## Directions for this task
Scan the data below and give the number of lines that include the word "trees", with no other words.

··· Data supplied ···

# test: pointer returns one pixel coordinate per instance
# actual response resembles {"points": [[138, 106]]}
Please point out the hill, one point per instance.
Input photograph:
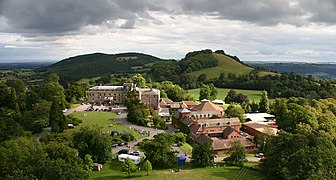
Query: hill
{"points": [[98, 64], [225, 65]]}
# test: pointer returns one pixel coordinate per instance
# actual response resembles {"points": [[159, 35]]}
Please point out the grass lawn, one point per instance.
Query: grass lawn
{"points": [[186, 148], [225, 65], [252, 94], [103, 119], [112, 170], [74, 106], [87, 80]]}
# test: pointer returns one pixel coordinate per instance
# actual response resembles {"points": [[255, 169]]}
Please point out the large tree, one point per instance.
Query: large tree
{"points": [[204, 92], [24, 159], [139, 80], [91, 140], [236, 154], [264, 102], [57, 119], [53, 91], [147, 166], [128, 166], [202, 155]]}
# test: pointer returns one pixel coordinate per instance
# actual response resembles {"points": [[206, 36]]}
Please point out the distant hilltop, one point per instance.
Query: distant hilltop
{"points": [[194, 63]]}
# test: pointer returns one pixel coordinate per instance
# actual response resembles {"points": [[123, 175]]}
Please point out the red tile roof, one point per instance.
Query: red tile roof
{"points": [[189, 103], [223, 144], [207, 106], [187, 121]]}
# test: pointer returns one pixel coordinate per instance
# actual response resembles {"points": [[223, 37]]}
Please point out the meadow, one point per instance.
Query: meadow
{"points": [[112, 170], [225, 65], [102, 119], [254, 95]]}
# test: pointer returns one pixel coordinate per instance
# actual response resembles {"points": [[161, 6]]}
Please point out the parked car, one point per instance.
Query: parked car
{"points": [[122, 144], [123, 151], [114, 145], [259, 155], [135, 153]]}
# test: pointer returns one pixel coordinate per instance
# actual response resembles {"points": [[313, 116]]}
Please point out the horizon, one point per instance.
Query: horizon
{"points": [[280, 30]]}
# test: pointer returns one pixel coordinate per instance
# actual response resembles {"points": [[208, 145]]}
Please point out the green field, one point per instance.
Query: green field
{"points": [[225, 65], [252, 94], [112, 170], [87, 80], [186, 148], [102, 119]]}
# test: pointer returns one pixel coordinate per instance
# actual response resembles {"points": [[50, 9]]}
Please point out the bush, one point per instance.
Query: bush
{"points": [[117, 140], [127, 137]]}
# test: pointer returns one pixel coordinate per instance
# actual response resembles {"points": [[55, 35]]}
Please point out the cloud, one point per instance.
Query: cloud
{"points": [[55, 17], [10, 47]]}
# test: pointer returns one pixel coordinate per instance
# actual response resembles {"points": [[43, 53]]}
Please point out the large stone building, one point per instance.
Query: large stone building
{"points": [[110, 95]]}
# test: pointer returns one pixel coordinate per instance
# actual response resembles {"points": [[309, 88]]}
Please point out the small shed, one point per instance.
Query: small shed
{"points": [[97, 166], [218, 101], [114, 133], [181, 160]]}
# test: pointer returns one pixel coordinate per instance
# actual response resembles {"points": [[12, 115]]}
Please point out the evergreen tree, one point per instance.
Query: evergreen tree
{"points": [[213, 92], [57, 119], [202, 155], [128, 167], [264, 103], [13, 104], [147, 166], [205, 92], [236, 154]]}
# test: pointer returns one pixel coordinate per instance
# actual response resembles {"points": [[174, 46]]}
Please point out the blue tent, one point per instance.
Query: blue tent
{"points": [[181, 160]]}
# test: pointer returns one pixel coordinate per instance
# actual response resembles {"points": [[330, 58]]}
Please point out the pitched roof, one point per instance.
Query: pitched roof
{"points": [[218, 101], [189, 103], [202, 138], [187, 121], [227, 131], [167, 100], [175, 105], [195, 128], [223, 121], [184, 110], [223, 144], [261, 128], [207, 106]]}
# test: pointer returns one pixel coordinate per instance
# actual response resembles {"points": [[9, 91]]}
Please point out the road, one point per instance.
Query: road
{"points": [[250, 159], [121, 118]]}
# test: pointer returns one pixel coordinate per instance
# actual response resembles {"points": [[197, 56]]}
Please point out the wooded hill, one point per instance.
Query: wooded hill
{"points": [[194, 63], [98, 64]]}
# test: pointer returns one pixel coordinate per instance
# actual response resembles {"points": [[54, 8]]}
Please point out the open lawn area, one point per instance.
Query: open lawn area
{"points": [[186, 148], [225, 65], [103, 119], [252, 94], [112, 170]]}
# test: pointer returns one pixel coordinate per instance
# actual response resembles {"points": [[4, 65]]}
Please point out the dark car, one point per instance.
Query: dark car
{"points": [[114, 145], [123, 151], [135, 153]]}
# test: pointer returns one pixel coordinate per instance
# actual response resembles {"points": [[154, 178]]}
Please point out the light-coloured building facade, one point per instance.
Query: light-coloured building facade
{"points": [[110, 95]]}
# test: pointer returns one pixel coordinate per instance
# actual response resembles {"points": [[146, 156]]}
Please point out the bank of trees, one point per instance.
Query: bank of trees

···
··· Data supplied ···

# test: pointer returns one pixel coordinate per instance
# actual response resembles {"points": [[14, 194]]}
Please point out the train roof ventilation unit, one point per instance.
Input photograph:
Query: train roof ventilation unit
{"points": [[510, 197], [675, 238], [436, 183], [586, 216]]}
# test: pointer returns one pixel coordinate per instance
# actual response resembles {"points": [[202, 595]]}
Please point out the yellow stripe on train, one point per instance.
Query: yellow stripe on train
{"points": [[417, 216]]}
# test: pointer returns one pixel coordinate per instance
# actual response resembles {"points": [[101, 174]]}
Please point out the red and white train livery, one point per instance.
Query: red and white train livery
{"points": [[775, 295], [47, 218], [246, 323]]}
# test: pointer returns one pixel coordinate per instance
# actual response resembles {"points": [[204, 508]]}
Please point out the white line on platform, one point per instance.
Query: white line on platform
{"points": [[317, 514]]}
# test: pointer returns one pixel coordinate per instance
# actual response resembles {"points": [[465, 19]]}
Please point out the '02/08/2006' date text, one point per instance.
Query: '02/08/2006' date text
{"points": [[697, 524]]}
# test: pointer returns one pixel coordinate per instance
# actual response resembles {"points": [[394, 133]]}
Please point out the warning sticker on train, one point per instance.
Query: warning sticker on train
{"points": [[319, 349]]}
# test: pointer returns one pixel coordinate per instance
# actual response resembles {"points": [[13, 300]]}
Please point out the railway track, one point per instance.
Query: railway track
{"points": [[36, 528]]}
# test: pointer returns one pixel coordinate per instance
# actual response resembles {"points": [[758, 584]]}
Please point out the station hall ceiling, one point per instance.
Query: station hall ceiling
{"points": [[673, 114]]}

···

## Result
2